(Beginning of Document text)

By Martin Walker
Aycliffe MP Phil Wilson has slammed a controversial report out today which is claiming ‘local pay’ will create thousands of jobs.
The report to ministers today claims lower local pay for North-East nurses, teachers and civil servants would create more than 20,000 jobs in the region.
But Mr Wilson, Labour MP for Sedgefield, says the report, by the thinktank Policy Exchange, wasn’t put together by people from this region.
“This policy would commit the North-East to a low pay economy and that cannot be right,” he said.
“Policy Exchange need to go back to the drawing board and think again. It obviously wasn’t put together by people who live in the North-East.”
As reported in today’s Northern Echo, George Osborne is urged to plough ahead with the policy – which would abolish national pay bargaining – because the current system is “bad for the economy and bad for public services”.
But Policy Exchange, a thinktank close to the Chancellor, argues for savings to be ringfenced and spent in any affected area, to rebut criticism that local pay would suck demand from poorer regions.
Matthew Oakley, the report’s co-author, said the pay “premium” enjoyed by public-sector workers “wasted” public money that should be spent on measures to “boost growth and cut unemployment”.
He said: “The current system of national pay bargaining is bad for the economy and bad for public services. Moving to a system where local public-sector employers can decide how to negotiate salaries with employees will enable top performing public-sector workers to be paid more, increasing productivity and improving public services.

(End of Document text)
(Beginning of Listed records)

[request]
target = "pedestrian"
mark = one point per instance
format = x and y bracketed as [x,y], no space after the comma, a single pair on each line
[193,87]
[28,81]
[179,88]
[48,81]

(End of Listed records)

■ Questions:
A: In the article on the local pay report, how many North-East jobs does the report claim lower local pay would create?
B: Continue the article on the local pay report from its last sentence.

■ Expected responses:
A: More than 20,000 jobs.

B:
“Our proposals would mean that not a single penny would leave poorer regions. All the money would be ploughed back into reducing unemployment and boosting growth in the poorest parts of the country.”
The report comes as the Chancellor considers reports he requested from the various publicsector pay review bodies into ways to introduce local pay.
That threatens state workers in areas with lower private-sector pay – such as the North-East – with long-term pay freezes, given the one per cent public-sector cap nationwide, in 2013 and 2014.
In this region, teachers and hospital staff are in the firing line, the figures suggest – and women in the public-sector face far more pain than men.
In its report, Policy Exchange said aligning public and private sector pay and pensions would save £685m a year in the North- East – enough to create 20,500 jobs, given the costs of posts created by the Regional Growth Fund.
Alternatively, the sum was the equivalent to the salaries of 24,000 more nurses or 19,000 more teachers. Across the UK, more than £6bn a year would be saved.